= Your instructions =
Rewrite the Soup Can post below, starting with "As I've mentioned" and going on through "them both around.", with "Portland" renamed to "Seattle".

= Article =
>>>

Soup Can

As I've mentioned a few times, my good friend and former boss Scotty Gorham was here in Portland for a month long artist residency this summer. He and his partner Devon McKnight made a ton of cool projects and I really loved having them both around. 

It was pretty funny how it all came together. I pass along artist residencies and opportunities to Scotty once in a while, mostly from NYU art program alumni emails. Since they're coming from the other side of the country, they usually don't include any close to me. This 'bartender in residence' program was probably the only opportunity I've ever sent him that is in the town I currently live in. It was such a pleasant surprise, then, when that was the one he actually did! His friend from grad school (Devon) knew the people who owned the bar (Likewise) from North Carolina. Small world. I'm so happy that it all came together and than I got to take part, too, even more than I anticipated.

The beginning and end of the story is Likewise, a bar that hosts the only 'bartender in residence' program in the country. That means that artists come to their bar and, usually for about a month at a time, are free to use the space for whatever art they want while also acting as bartender. When I first heard about the concept, I immediately thought of Scotty. Two things I know he's an expert at: making art and bartending. He is an artist working in new media and installations, and we used to work together at a group of bars. Perfect combination.

<<<

= Information supplied =
>>>

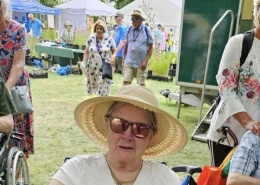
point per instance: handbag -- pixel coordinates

<<<

= Task response =
As I've mentioned a few times, my good friend and former boss Scotty Gorham was here in Seattle for a month long artist residency this summer. He and his partner Devon McKnight made a ton of cool projects and I really loved having them both around.